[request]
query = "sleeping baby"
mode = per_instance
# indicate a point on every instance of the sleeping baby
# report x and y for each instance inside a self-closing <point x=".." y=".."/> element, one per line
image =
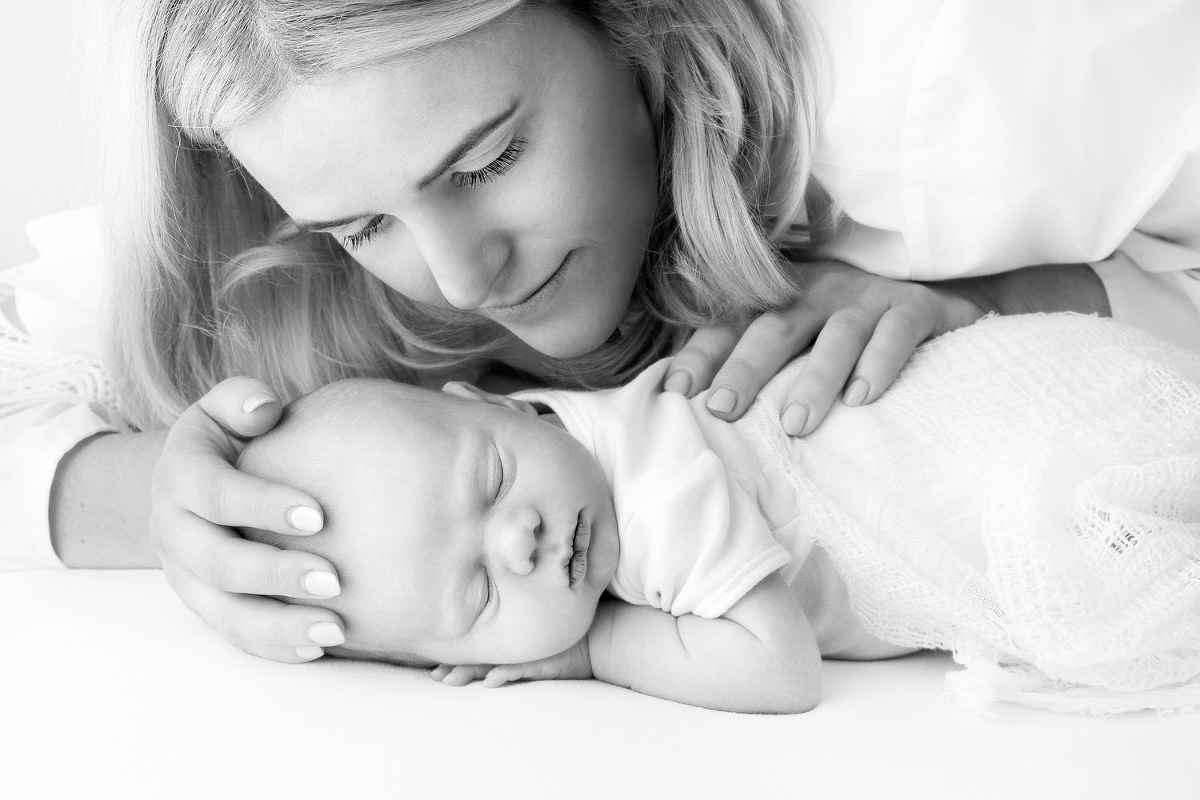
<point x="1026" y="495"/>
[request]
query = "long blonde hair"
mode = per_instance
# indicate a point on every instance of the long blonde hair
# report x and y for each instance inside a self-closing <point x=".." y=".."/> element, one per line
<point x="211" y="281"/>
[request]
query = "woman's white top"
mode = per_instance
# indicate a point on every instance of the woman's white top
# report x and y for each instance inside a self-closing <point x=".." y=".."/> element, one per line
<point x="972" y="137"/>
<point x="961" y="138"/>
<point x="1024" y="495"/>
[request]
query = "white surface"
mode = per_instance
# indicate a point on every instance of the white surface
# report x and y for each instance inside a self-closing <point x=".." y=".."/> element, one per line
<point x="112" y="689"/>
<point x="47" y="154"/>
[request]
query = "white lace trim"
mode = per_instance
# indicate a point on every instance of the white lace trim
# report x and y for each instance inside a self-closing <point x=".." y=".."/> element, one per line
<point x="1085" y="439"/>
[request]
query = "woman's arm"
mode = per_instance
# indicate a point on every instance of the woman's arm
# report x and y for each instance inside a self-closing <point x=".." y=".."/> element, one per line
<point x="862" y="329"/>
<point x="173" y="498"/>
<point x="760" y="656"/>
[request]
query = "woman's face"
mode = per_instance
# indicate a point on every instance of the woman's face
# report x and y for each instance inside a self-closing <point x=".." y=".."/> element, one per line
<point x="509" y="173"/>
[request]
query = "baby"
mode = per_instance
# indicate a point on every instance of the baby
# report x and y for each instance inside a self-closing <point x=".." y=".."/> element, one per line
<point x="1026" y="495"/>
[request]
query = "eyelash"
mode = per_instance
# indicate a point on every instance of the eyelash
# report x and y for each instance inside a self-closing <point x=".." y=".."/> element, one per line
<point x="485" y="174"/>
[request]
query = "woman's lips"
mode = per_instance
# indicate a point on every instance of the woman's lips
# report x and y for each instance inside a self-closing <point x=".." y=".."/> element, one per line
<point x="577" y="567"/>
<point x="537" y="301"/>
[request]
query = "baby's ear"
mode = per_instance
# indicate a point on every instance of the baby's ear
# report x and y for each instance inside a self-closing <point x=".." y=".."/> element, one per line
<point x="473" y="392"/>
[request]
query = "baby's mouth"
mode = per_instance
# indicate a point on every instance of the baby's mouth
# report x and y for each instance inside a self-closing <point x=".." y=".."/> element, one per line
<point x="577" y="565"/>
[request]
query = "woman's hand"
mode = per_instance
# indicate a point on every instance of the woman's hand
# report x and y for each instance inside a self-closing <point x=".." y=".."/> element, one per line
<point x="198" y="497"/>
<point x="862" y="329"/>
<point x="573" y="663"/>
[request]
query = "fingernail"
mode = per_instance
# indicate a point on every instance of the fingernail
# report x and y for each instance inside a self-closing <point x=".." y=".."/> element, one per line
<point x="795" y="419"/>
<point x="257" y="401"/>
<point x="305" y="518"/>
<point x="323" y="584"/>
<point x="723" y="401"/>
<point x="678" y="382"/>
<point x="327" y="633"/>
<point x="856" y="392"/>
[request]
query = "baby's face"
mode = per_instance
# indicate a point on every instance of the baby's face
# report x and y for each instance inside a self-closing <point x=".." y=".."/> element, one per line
-*-
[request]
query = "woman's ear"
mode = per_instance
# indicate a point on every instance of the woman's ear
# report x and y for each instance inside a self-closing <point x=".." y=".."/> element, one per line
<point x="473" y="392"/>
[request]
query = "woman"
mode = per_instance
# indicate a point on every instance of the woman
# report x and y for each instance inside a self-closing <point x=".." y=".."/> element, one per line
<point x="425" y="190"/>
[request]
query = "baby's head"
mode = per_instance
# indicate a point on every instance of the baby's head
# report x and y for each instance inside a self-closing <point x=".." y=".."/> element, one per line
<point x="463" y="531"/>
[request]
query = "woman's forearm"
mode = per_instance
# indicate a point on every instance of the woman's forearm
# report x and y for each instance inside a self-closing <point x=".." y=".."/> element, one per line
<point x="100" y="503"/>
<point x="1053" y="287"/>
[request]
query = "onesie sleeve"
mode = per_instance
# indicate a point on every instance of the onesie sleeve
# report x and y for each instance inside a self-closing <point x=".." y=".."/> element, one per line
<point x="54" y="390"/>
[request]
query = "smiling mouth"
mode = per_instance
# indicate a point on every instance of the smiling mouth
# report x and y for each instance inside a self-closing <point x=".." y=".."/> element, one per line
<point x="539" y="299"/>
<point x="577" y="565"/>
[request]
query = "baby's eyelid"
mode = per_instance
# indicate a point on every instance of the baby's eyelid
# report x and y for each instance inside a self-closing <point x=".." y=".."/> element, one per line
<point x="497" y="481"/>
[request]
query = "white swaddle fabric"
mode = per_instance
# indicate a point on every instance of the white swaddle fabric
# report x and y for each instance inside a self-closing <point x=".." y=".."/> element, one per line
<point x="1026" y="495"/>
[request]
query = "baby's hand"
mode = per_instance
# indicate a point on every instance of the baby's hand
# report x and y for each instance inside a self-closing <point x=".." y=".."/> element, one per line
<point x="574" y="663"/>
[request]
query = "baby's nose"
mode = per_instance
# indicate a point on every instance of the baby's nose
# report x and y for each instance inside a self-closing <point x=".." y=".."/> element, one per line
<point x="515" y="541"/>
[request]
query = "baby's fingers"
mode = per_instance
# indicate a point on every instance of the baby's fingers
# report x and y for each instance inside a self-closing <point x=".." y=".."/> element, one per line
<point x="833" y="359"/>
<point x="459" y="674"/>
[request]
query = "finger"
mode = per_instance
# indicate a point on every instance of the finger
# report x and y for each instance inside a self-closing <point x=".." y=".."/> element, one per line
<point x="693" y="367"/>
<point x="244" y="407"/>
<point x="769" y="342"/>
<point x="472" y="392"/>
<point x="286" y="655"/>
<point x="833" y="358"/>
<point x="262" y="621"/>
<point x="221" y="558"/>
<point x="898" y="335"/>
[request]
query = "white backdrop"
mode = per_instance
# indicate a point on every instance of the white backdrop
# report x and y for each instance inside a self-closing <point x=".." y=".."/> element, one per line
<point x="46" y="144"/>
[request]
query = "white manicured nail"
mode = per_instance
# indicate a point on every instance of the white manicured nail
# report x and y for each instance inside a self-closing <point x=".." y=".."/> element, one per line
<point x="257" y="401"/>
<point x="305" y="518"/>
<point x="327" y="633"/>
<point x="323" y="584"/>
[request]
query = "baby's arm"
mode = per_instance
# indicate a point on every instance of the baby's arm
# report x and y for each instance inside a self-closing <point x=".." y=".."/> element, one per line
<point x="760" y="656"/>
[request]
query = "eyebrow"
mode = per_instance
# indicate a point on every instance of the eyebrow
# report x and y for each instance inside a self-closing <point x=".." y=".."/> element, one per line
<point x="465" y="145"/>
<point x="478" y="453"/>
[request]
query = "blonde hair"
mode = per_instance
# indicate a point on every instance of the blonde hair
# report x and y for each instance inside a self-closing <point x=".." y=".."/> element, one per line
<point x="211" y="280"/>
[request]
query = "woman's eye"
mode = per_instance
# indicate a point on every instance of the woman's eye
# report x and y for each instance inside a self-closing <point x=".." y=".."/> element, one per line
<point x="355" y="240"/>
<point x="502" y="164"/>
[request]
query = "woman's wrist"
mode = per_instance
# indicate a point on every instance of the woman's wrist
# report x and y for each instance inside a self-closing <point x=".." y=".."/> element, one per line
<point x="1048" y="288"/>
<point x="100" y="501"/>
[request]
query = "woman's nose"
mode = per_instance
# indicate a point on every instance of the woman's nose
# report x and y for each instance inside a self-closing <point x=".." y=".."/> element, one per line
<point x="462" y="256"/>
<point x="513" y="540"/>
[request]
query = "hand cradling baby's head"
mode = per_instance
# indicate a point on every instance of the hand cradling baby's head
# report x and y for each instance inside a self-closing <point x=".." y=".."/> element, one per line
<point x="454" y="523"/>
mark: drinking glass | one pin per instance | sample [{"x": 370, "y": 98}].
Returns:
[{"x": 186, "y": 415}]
-*-
What is expected>
Show each line of the records above that contains the string "wrist", counting only matches with the same case.

Exercise output>
query = "woman's wrist"
# indicate a point on every instance of the woman's wrist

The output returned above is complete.